KUTIPAN TEKS –
++++

Monday, September 9, 2013

MENENGOK NEGERI KINCIR ANGIN:
Perjalanan Santri Ndeso ke Belanda-Belgia (1)

Mas, bagaimana kalau saya “sekolah” lagi,” ucap istri saya, sekitar enam bulan lalu. “Saya ingin mengenal lebih jauh tentang penyakit jantung. Pada akhir Agustus tahun ini, European Society of Cardiology (ESC) akan menyelenggarakan pekan ilmiah tahunan di Amsterdam, Belanda. Tahun ini, saya ingin “sekolah” lagi tentang penyakit jantung, seperti beberapa tahun yang lalu di Vienna, Austria.
“Sendiri?” tanya saya.
“Saya maunya ditemani, seperti ketika “sekolah” di Istanbul pada 2009, dan di Sydney tahun lalu,” jawab istri saya, seorang dokter spesialis penyakit dalam.
“Ok, asal mau bergaya “backpacker” saja, dan gak pergi bersama rombongan dokter-dokter lain yang pergi ke sana dalam bentuk tour group.”
“Rasanya lebih nikmat dan hemat dengan cara “backpacker”an begitu. Saya benar-benar menikmati perjalanan dengan gaya begitu, ketika kita pergi ke Istanbul dan Sydney. Saya “sekolah”, sedangkan Mas jadi tour leader dan“ngluyur” ke mana-mana seperti biasanya, hehehe.”

Segera, kami pun memproses segala hal yang diperlukan dalam perjalanan tersebut. Alhamdulillah, sekitar tiga minggu lalu, visa “Etats Schengen” akhirnya kami dapatkan tanpa kami harus pergi ke Jakarta. Hal itu kami pernah pergi ke Eropa beberapa kali.  Selain ke Belanda, kami juga bermaksud pergi ke Belgia. Karena itu, sebelum berangkat, saya kemudian menghubungi Mas Andi Yudha Asfandiyar, mantan CEO Penerbit Mizan, yang kini bermukim di Brussels, bahwa saya akan mampir ke sana pada 4 September 2013. “Mas, monggo diantos di Brusselnya. Tanggal itu kami siap. Semoga perjalanan lancar dan sehatsegerbarokah selalu,” jawabnya lewat message di facebook. Dan, kebetulan, seorang sahabat yang juragan sebuah perusahaan IT di Jakarta juga mengajak kami untuk pergi bersama dari Belanda ke Belgia. Dia ingin membawa kami ke kantor cabangnya yang baru di Eindhoven dan kemudian pergi ke Brussels untuk bertemu dengan duta besar Republik Indonesia di sana. Alhamdulillah.

++++

DATA TERSIMPAN –

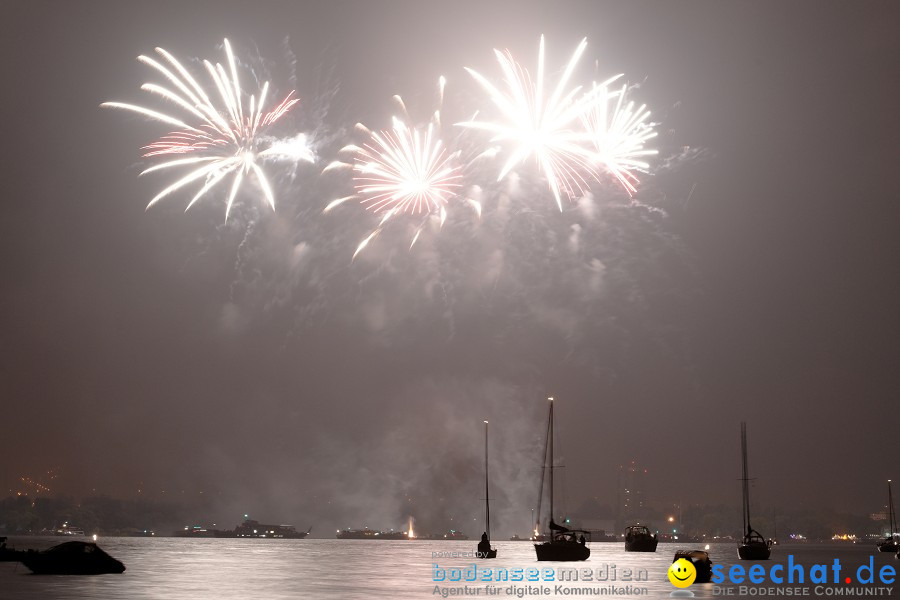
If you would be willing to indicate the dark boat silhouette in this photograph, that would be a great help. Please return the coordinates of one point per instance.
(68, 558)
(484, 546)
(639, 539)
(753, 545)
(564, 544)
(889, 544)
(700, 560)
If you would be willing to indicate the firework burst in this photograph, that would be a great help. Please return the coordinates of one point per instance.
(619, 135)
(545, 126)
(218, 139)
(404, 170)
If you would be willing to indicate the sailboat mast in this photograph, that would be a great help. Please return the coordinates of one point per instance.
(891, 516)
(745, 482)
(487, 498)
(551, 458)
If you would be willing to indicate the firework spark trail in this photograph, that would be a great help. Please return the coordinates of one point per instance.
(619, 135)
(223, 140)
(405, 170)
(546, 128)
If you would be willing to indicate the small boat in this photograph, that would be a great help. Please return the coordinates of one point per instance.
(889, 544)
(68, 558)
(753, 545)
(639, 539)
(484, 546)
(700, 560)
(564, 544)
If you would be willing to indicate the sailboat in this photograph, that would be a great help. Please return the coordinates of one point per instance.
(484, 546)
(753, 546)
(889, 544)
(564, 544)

++++

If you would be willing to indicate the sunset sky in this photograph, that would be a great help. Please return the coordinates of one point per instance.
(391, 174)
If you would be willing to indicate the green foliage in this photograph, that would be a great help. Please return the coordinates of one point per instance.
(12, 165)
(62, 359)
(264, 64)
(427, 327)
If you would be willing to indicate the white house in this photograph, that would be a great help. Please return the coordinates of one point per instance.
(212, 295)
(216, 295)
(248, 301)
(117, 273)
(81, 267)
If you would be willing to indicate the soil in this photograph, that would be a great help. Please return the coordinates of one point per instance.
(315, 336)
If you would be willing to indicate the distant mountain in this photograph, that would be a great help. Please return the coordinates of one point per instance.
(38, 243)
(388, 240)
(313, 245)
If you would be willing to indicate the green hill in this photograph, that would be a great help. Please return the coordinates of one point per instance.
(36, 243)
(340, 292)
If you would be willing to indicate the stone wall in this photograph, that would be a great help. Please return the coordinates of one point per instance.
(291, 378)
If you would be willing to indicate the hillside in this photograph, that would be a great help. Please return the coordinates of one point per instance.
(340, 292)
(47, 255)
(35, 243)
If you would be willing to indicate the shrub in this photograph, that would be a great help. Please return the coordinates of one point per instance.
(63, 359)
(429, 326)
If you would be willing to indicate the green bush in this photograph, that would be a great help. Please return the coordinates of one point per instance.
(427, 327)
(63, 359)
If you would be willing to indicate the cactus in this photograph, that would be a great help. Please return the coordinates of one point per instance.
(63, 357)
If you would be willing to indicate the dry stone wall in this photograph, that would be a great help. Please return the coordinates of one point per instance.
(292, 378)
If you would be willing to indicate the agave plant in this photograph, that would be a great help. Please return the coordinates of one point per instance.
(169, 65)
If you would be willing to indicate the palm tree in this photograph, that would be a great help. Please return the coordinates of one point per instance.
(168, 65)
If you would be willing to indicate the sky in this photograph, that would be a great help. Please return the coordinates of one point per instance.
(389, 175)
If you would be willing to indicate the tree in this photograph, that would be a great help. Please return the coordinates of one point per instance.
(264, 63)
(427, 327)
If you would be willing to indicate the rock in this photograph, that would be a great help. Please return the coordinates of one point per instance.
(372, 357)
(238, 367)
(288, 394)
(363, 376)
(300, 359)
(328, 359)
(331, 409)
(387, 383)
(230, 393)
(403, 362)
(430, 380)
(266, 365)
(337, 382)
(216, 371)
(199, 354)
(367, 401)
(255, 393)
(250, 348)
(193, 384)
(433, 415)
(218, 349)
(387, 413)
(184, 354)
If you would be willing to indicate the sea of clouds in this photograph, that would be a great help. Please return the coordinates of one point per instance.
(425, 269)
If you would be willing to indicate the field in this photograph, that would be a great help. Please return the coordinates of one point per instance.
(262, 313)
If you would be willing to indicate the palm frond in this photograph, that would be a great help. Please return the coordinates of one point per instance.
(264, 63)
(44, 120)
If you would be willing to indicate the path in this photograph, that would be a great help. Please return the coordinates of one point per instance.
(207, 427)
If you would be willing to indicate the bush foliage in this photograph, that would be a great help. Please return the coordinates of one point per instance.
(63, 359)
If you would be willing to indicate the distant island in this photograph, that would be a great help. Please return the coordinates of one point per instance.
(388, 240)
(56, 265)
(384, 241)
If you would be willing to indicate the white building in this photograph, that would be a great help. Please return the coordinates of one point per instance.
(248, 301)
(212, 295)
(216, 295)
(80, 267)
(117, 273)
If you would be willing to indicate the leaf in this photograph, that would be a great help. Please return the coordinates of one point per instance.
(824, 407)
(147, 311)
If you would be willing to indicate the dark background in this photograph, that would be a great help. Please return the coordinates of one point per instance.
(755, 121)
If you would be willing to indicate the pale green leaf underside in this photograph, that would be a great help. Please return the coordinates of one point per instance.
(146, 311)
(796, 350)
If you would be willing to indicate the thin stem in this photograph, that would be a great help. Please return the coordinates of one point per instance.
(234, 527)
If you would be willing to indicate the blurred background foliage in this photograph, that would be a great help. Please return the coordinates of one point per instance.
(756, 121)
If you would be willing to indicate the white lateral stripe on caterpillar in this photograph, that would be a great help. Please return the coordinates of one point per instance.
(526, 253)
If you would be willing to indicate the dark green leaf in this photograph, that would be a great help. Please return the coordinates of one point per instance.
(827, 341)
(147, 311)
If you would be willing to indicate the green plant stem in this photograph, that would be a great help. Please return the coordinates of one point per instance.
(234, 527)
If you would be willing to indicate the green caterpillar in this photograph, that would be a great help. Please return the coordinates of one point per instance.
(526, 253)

++++

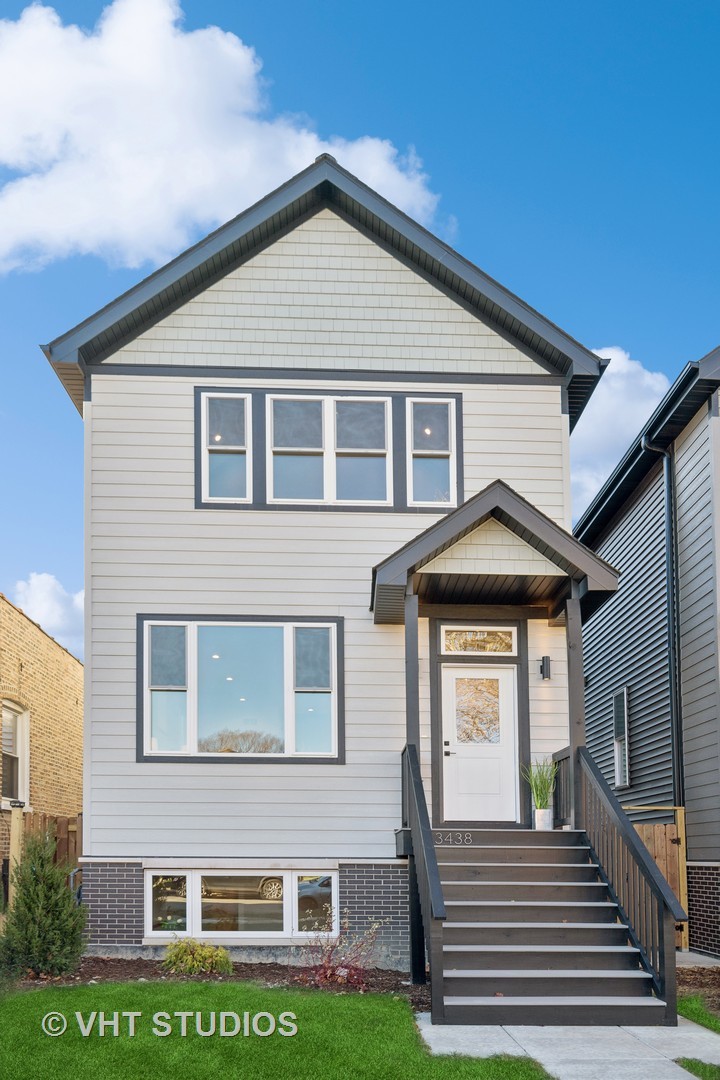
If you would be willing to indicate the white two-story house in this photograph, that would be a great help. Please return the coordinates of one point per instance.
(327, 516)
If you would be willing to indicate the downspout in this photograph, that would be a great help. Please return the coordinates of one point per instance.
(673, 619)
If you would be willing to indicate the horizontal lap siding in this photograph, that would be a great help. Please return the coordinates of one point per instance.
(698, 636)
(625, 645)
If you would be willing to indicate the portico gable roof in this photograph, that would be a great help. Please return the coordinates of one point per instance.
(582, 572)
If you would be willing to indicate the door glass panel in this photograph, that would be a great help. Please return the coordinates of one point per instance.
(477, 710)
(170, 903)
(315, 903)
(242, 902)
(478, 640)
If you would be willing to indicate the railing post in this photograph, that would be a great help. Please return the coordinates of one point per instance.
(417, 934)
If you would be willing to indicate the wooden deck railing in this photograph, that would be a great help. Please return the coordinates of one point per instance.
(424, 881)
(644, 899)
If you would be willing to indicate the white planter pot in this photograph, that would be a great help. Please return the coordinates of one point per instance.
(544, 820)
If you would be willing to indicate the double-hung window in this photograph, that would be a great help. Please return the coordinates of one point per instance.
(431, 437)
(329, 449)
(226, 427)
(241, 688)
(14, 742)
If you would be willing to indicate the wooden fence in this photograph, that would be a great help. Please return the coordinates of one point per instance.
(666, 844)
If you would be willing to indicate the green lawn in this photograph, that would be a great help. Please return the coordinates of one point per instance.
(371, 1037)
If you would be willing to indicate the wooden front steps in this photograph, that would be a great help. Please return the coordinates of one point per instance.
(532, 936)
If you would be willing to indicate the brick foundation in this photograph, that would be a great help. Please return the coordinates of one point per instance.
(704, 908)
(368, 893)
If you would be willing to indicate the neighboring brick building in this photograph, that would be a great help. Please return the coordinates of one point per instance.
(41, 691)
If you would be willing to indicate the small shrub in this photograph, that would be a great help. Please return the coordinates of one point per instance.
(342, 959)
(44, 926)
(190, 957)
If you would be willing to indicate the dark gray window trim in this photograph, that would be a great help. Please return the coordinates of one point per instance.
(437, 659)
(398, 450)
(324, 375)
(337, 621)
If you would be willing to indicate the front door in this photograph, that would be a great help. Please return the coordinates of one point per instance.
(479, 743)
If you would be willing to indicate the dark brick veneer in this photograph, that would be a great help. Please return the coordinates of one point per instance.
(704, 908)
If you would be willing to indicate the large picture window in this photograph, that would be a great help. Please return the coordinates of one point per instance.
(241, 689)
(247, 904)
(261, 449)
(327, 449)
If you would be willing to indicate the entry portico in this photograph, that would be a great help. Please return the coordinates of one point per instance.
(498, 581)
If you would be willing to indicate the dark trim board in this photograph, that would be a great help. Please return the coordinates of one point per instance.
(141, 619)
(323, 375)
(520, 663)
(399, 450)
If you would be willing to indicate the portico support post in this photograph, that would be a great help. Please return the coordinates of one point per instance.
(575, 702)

++++

TUGAS PENGERJAAN –
**1)** Periksa apakah setiap pernyataan berikut sesuai dengan catatan perjalanan ke Belanda-Belgia: (a) Pekan ilmiah tahunan ESC tahun itu diselenggarakan di Vienna, Austria. (b) Visa Schengen diperoleh tanpa harus pergi ke Jakarta. (c) Sahabat pemilik perusahaan IT ingin membawa mereka ke kantor cabangnya di Eindhoven. Jawab ya atau tidak untuk masing-masing, lalu sertakan kutipan kata-kata penentunya dari catatan tersebut.
**2)** Teruskan catatan perjalanan ke Belanda-Belgia mulai dari kalimat terakhir yang ditampilkan.

JAWABAN YANG DIHARAPKAN –
**1)**
(a) Tidak: "akan menyelenggarakan pekan ilmiah tahunan di Amsterdam, Belanda"
(b) Ya: "visa “Etats Schengen” akhirnya kami dapatkan tanpa kami harus pergi ke Jakarta"
(c) Ya: "Dia ingin membawa kami ke kantor cabangnya yang baru di Eindhoven"

**2)**
Kemudian, pada Kamis sore, 29 Agustus yang lalu, kami pun telah berada di Bandara Internasional Soekarno-Hatta. Selepas melintasi konter imigrasi, dan ketika kami sedang duduk sebelum masuk ke dalam boarding lounge, tidak lama kemudian seorang saudara, Dr  M. Toyibi, dan istrinya, muncul. “Mas Toyibi mau ke mana?” tanya saya kepada dokter spesialis penyakit jantung yang bertugas di RS Persahabatan, Jakarta itu.
“Saya mau ke Amsterdam. Mau ikut ESC 2013 Meeting. Tapi, kami juga akan ke Swedia. Kalian mau ke mana?”
“Hehehe, sama Mas, ke Amsterdam. Selain ke Amsterdam, kami akan pergi ke Eindhoven dan Brussels, diajak Dik Harca, juragan perusahaan IT yang juga Mas Toyibi kenal. Dia akan melebarkan usahanya ke Belanda, Belgia, dan Jerman.”
“O, gitu. Kalau begitu, kami akan bergabung. Sebentar, saya akan kontak dia.”

Selepas berucap demikian, dokter spesialis penyakit jantung yang ketika menjadi Ketua Dewan Mahasiswa Universitas Gadjah Mada pernah merasakan “hotel prodeo”, alias bui, selama sekitar setahun di Semarang, karena menentang kebijakan politik rezim yang berkuasa di Indonesia kala itu, segera mengontak juragan perusahaan IT yang sedang berada di Hamburg, Jerman itu. “Oke, dia setuju, saya dan istri ikut bergabung dalam perjalanan ke Eindhoven dan Brussels nanti,” ucap Mas Toyibi dengan wajah sumringah.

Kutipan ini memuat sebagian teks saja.